INSTRUCTIONS FOR THE TASK -
Please count the lines in the data below that contain the string "black", and reply with only that number.

Recorded data

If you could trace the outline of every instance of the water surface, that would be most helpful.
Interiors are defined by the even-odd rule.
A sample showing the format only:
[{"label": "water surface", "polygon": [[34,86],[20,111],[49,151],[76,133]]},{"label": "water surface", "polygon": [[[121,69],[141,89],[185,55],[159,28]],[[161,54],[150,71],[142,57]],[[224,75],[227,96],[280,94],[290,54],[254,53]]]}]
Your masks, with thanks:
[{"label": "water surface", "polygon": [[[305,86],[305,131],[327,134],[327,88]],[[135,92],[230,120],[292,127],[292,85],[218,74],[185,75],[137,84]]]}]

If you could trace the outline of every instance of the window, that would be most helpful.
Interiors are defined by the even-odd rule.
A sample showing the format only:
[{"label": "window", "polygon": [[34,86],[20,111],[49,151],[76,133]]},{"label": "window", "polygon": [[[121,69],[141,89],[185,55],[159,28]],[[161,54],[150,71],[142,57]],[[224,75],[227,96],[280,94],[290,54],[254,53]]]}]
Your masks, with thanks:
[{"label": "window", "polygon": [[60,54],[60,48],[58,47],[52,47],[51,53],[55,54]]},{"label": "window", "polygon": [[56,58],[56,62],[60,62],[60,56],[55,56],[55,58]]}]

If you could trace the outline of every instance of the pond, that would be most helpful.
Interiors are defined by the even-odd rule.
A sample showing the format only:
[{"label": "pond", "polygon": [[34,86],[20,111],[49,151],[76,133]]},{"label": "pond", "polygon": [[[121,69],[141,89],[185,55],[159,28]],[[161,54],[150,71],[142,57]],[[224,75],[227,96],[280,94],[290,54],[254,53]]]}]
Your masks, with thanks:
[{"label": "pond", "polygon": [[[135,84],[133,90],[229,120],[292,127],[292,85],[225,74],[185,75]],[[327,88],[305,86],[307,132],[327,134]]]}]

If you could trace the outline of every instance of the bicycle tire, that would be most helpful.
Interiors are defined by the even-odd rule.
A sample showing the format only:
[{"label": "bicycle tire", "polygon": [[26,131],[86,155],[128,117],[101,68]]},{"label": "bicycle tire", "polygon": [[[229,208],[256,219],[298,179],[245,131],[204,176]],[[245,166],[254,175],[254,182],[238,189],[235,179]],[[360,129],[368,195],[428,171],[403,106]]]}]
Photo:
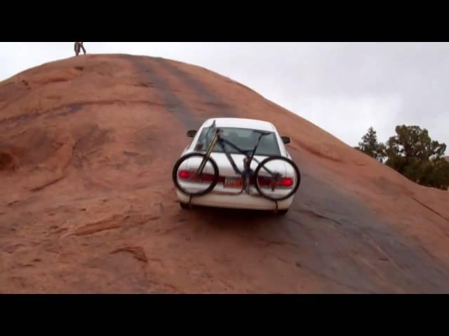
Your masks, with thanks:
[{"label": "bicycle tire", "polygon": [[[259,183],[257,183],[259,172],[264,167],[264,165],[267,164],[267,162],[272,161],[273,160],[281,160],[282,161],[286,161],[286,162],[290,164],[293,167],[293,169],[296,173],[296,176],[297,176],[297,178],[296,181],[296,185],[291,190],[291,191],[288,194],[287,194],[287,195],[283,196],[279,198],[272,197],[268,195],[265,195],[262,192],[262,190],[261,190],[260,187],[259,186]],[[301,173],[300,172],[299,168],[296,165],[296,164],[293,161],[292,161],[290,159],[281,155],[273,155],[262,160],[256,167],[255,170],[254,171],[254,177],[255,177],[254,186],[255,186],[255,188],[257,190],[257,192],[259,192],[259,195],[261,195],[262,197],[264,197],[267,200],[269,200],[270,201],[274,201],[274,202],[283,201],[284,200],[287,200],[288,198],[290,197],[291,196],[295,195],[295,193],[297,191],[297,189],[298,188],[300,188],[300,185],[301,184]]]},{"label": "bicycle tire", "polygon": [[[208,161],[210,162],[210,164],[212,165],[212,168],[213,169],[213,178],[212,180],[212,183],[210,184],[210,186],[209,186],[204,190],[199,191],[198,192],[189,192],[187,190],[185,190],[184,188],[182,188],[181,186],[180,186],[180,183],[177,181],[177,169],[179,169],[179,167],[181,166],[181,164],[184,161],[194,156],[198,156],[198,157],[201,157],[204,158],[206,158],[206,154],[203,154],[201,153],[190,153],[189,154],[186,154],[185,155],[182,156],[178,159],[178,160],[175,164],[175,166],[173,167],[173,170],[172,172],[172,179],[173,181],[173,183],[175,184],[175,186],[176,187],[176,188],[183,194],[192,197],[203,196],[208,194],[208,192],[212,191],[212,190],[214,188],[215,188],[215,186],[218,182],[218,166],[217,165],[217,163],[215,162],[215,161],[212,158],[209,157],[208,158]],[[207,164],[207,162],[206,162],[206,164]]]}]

==

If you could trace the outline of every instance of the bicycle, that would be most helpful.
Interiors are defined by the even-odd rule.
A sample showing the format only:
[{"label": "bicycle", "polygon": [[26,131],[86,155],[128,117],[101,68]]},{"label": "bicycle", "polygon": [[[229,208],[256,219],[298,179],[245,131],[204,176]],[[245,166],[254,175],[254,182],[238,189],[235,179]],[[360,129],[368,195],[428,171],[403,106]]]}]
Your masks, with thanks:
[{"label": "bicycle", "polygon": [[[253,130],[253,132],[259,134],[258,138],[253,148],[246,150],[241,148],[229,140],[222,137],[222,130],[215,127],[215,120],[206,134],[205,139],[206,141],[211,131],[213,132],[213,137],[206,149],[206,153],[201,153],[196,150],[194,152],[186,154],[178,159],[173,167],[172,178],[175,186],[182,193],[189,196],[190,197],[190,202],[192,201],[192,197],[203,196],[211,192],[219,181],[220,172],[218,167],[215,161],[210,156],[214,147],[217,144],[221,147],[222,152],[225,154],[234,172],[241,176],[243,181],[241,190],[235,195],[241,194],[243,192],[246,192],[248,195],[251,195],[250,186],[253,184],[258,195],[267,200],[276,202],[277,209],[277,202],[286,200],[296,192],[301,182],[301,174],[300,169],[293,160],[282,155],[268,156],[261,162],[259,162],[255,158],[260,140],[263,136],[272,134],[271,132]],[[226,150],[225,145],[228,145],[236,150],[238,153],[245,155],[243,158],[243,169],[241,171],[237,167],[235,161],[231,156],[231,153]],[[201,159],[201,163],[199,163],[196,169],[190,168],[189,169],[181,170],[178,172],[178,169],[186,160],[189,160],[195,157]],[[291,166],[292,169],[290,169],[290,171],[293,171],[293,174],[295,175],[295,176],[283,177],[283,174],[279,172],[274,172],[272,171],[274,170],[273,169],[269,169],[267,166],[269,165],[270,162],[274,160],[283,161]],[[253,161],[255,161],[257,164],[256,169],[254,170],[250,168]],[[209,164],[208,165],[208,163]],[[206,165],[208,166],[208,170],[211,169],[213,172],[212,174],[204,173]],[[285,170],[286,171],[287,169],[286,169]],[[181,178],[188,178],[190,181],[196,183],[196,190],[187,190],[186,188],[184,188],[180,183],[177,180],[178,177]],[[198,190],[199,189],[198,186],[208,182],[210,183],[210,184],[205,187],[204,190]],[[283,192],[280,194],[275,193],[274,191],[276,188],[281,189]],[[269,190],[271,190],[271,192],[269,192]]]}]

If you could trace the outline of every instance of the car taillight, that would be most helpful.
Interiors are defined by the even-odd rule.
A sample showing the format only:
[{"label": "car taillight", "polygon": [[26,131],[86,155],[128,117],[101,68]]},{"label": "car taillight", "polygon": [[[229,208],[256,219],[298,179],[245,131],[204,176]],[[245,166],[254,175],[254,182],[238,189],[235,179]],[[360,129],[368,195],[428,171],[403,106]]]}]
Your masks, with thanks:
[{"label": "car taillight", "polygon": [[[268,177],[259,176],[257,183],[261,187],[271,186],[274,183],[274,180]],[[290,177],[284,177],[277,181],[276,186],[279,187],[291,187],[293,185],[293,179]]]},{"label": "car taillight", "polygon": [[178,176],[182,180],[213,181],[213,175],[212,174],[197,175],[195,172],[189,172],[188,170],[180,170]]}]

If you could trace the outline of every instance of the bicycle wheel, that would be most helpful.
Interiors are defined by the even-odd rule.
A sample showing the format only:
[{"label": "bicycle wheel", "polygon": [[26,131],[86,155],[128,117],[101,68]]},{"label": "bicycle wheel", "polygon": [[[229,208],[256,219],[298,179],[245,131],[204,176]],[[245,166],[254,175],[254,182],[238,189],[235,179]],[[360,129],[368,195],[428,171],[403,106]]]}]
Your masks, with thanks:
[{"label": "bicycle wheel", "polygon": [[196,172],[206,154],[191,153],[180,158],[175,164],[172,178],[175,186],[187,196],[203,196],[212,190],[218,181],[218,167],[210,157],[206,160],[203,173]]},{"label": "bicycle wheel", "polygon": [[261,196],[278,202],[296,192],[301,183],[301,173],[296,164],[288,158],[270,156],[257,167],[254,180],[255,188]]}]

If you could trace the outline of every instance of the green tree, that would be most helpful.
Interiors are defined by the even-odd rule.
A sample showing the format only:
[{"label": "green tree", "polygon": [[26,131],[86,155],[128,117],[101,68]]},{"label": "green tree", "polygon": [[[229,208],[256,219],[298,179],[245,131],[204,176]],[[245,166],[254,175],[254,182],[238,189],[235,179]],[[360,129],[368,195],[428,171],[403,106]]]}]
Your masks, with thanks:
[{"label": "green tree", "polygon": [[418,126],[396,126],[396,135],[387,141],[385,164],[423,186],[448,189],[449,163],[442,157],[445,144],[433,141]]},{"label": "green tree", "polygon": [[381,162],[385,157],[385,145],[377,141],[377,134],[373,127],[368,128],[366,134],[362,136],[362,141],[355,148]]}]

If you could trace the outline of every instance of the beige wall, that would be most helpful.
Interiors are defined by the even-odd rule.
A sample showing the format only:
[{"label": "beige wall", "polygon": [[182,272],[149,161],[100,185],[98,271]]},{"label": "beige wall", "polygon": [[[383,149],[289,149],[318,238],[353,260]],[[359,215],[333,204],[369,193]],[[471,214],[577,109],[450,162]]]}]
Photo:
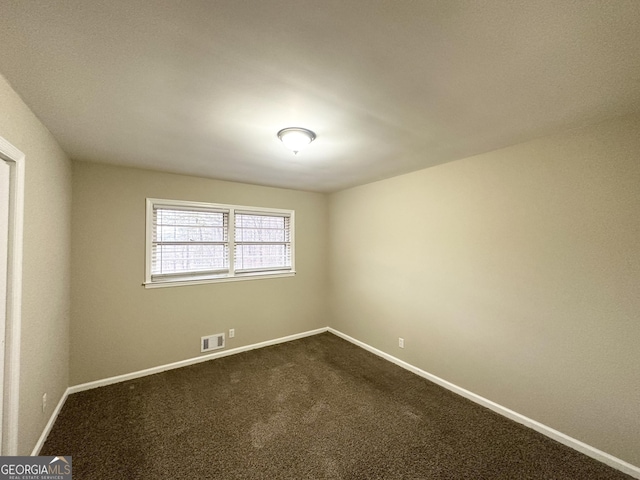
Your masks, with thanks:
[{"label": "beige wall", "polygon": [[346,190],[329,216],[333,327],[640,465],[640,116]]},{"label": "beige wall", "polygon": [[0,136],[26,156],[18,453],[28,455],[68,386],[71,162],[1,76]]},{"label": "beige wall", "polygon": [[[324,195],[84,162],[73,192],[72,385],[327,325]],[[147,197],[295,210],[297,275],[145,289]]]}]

* * *

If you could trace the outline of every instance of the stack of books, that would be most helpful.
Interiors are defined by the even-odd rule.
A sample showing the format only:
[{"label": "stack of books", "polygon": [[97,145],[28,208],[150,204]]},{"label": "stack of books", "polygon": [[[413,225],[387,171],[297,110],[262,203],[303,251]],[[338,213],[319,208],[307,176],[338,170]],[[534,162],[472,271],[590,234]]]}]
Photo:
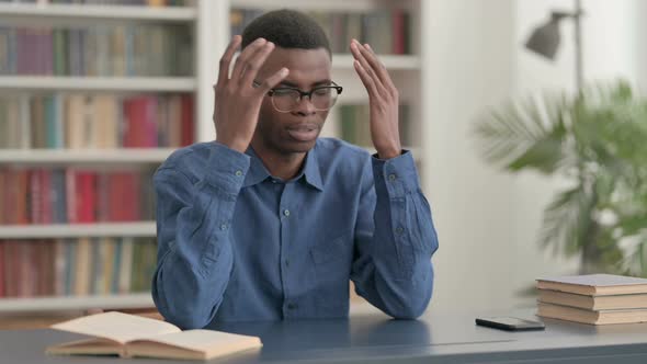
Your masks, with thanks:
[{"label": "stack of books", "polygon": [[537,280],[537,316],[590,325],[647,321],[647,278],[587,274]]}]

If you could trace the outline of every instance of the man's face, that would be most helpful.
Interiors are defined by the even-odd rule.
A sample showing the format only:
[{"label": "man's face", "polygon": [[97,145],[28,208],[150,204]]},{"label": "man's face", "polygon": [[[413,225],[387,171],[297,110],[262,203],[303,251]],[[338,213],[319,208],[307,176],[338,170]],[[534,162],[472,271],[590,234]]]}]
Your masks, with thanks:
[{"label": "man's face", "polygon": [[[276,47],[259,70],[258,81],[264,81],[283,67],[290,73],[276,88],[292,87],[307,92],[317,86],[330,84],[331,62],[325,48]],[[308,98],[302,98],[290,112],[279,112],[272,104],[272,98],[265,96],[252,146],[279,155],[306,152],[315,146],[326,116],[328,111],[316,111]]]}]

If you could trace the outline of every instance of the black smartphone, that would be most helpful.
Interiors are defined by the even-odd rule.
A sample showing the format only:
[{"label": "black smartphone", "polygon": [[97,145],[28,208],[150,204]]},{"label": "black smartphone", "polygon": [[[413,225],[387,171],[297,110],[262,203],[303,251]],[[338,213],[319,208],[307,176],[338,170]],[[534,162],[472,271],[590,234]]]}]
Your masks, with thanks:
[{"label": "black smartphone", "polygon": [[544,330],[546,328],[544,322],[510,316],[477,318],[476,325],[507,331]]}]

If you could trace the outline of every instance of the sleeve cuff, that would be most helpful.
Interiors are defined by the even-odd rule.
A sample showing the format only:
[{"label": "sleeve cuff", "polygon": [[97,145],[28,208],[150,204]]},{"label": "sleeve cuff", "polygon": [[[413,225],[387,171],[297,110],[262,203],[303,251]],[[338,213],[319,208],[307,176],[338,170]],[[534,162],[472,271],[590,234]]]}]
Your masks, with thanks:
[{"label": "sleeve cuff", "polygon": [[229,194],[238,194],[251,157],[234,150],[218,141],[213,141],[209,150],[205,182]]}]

ANSWER -
3